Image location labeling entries
········

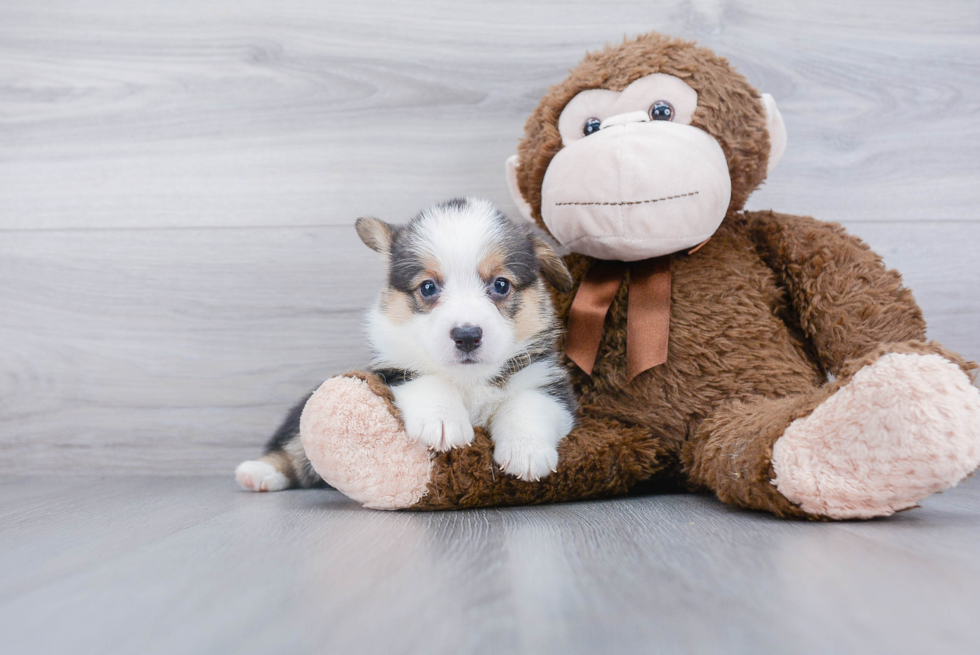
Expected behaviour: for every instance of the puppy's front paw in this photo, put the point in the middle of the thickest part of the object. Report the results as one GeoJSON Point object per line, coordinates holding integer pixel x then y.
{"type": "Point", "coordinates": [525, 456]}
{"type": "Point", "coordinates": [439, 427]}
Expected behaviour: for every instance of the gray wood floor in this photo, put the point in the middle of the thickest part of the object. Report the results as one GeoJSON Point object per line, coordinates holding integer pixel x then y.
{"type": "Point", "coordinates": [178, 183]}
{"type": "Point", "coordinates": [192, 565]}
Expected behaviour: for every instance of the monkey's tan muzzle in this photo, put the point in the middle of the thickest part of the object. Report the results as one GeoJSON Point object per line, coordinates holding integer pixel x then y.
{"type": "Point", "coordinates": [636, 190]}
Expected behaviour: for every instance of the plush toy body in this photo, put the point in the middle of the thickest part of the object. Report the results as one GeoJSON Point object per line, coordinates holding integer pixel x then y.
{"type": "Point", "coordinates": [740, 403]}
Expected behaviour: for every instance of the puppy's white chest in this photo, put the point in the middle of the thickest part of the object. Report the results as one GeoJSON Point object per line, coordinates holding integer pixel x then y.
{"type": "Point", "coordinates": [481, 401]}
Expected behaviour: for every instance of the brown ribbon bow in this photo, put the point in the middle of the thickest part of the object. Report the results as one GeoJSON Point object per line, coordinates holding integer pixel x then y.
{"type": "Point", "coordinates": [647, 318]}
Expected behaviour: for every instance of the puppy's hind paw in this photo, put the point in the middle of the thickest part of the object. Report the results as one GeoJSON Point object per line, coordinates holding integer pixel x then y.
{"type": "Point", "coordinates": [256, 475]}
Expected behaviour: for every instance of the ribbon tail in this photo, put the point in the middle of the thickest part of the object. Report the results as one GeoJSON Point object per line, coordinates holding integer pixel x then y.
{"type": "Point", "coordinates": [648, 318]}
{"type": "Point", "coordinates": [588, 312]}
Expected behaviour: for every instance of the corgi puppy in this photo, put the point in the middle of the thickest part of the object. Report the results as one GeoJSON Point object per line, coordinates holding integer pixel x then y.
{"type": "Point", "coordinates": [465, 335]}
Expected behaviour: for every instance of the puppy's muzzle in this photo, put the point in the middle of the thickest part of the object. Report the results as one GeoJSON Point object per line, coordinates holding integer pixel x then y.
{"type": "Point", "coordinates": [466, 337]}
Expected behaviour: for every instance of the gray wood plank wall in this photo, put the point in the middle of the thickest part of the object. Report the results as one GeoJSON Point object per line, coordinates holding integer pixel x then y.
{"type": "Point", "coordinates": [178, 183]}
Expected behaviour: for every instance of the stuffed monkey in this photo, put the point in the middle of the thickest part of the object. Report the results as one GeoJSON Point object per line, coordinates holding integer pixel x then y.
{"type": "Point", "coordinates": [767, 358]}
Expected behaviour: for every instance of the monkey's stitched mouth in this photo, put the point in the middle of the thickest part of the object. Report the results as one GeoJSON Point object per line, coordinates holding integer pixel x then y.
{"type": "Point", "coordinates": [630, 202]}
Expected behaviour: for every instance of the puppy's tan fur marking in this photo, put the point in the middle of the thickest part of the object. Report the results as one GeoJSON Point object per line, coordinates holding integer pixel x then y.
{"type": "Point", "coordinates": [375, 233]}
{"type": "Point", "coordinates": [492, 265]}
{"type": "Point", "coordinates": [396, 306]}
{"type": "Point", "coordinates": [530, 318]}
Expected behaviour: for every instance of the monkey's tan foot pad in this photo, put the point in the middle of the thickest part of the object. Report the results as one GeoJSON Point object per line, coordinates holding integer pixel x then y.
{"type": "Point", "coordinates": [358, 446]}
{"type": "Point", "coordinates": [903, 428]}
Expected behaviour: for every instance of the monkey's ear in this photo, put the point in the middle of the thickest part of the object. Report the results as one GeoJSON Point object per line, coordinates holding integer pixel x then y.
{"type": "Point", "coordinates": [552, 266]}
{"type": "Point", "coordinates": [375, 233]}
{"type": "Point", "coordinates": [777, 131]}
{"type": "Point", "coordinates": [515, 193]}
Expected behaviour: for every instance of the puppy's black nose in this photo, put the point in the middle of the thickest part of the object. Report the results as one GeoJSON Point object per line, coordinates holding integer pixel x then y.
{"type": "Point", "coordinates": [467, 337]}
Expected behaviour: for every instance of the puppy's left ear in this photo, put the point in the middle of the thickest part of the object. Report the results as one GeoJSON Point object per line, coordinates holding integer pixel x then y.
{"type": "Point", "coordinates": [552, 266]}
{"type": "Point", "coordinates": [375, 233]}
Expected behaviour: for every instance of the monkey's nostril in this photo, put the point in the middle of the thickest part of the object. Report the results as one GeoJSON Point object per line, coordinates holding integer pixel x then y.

········

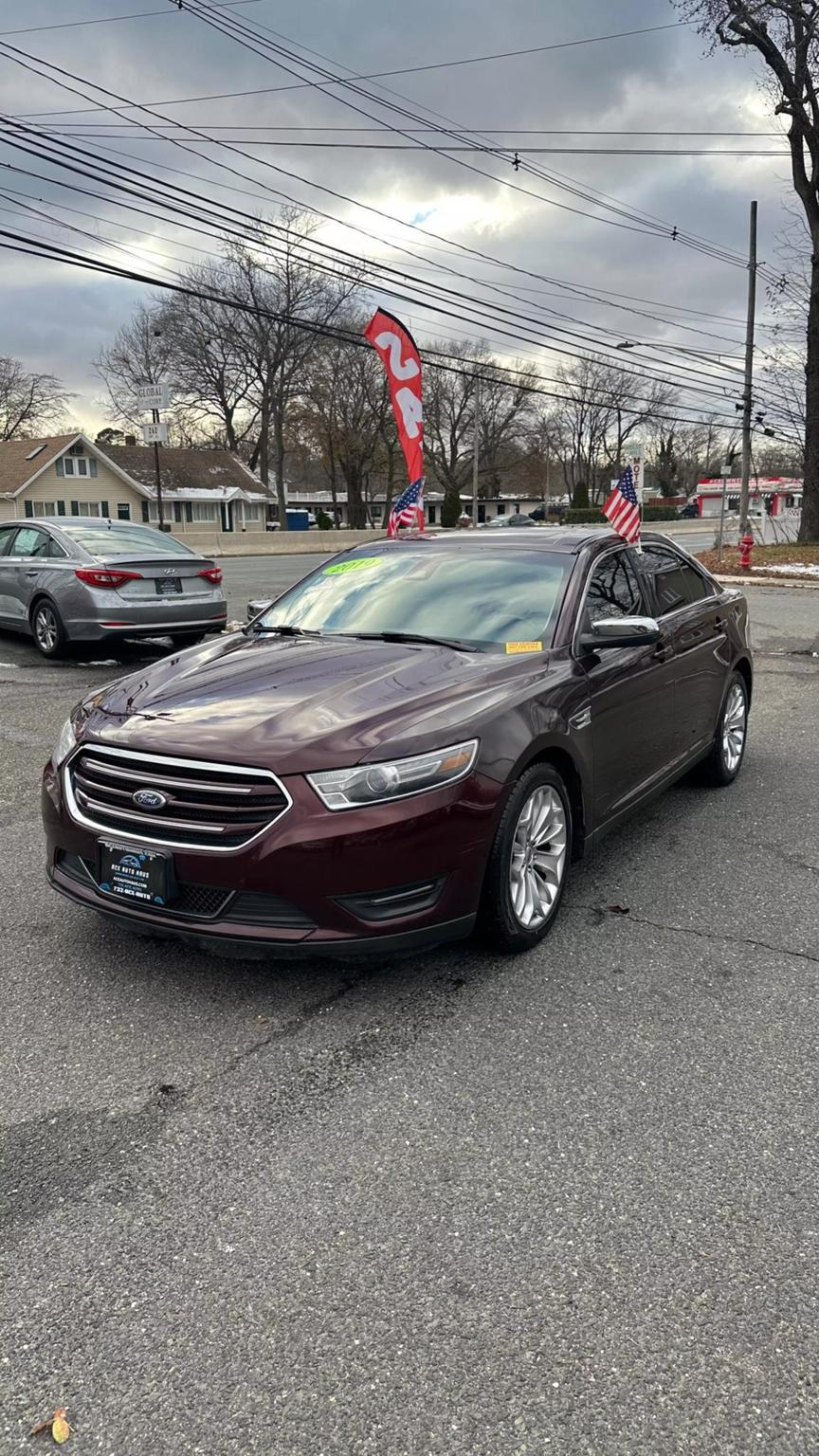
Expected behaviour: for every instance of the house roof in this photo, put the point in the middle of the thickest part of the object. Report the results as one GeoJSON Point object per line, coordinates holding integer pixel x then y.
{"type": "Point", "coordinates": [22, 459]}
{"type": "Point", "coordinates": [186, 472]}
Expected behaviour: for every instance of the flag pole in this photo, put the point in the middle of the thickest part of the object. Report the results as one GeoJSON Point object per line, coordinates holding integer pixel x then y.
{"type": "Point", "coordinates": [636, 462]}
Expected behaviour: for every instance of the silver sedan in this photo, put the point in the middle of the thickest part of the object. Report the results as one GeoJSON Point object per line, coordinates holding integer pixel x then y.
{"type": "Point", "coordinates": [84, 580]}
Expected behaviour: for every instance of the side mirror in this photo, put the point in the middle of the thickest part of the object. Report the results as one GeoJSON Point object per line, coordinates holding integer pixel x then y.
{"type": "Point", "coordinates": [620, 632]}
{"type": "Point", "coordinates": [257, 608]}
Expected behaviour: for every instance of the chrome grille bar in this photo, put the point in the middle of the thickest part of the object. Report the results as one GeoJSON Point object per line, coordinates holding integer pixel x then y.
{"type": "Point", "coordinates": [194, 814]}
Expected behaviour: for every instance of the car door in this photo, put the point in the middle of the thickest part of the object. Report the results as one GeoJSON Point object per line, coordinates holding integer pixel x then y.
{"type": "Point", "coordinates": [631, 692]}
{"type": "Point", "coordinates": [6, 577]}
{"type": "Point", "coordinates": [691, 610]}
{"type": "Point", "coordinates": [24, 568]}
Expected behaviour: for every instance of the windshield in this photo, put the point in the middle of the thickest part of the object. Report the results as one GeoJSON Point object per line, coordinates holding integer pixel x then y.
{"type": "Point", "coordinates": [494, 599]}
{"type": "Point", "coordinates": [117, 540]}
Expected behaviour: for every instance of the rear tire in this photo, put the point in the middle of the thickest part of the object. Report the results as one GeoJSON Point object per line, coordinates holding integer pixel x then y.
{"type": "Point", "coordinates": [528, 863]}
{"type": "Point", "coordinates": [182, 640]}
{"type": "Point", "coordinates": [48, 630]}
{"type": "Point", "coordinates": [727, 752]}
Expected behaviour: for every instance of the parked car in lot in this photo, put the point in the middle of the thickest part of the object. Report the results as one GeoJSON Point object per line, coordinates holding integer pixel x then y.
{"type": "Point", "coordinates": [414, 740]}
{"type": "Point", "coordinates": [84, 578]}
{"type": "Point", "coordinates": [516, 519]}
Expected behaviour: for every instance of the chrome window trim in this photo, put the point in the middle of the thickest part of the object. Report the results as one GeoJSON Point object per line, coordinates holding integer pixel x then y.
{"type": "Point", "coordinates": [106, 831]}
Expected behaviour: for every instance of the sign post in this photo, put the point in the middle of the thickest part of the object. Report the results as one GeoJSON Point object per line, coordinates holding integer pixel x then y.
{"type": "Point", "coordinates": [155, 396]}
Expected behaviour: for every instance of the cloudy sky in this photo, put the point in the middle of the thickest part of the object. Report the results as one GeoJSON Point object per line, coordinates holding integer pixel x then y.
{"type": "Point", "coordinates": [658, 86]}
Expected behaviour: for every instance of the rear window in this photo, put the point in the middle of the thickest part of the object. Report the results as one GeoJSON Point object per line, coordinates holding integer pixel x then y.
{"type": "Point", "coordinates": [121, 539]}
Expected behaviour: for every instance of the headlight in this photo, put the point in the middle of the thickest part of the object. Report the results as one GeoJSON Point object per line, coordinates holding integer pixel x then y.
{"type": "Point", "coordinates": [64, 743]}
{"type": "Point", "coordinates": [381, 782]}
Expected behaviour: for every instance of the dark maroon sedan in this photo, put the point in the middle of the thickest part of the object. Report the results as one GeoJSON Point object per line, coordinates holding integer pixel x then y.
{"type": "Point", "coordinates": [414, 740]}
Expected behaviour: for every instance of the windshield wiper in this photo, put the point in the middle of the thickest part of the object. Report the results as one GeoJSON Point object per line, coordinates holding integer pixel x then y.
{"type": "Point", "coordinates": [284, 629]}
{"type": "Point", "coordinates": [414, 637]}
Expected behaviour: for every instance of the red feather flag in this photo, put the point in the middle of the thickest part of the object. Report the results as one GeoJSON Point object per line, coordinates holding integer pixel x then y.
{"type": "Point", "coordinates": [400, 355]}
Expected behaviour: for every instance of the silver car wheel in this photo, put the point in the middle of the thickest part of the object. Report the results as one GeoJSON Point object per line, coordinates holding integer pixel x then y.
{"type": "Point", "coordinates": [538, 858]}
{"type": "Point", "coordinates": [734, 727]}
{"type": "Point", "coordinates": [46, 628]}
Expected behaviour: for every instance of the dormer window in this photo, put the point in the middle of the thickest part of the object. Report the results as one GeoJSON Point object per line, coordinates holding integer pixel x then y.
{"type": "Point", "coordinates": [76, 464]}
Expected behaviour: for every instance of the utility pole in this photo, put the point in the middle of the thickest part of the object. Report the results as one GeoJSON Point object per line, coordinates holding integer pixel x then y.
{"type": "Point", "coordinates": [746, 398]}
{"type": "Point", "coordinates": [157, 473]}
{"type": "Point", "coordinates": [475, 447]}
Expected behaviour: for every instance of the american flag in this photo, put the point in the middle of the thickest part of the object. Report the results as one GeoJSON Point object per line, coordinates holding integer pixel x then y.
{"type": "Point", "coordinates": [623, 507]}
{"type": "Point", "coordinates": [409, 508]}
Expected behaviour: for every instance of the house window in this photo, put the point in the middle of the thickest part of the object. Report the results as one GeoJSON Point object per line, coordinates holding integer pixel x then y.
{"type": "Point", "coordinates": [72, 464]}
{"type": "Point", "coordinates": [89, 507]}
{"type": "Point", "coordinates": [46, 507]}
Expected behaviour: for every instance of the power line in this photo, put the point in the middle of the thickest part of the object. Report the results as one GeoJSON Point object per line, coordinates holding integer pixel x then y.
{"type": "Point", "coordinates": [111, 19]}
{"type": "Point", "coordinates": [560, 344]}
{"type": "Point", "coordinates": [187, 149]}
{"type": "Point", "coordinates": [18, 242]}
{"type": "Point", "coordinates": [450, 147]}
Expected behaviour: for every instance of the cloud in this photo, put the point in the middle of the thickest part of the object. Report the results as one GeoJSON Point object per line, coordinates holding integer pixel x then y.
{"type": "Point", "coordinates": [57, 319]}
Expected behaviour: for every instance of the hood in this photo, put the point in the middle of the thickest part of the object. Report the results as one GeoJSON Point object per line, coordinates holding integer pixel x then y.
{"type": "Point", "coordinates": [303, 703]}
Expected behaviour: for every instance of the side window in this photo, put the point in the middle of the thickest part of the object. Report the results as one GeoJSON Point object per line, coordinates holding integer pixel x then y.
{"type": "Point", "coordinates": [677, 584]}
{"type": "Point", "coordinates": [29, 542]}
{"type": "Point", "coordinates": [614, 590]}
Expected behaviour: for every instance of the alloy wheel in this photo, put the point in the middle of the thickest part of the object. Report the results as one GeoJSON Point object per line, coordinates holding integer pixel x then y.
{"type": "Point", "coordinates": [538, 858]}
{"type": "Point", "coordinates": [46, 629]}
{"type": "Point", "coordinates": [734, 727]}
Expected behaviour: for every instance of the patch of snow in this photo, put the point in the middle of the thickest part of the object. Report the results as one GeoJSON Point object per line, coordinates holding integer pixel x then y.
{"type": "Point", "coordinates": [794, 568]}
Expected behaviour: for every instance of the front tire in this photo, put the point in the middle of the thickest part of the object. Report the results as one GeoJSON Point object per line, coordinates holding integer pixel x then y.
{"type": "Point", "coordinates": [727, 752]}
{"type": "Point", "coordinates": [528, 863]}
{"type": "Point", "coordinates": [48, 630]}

········

* Exercise description *
Collect every line of the records above that contains the word "wall".

* Result of the exercise *
Expected behaviour: for every instance of the gray wood plank wall in this photo, put the point in the middle of the thickest part of the object. Report the results as one GeoJSON Point object per line, coordinates holding integer pixel x then y.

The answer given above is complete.